• THE EXERCISE
Pull out each line of the material that contains the string "Query".
** START OF STORED ROWS **
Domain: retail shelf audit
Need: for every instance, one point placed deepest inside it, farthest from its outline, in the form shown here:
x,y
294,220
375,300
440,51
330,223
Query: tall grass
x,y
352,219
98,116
** END OF STORED ROWS **
** START OF STORED ROWS **
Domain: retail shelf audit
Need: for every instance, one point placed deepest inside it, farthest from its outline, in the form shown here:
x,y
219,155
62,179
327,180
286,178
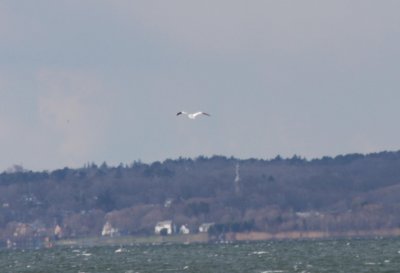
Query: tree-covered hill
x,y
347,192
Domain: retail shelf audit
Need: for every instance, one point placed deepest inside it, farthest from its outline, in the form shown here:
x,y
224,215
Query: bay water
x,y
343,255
** END OF STORED ROWS **
** START OF STORED ROWS **
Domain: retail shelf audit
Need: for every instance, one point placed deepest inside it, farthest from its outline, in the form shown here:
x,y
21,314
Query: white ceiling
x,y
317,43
** END OF STORED ROWS **
• EXPECTED ANSWER
Query: tall grass
Query: tree-covered hill
Query: bay water
Query: white ceiling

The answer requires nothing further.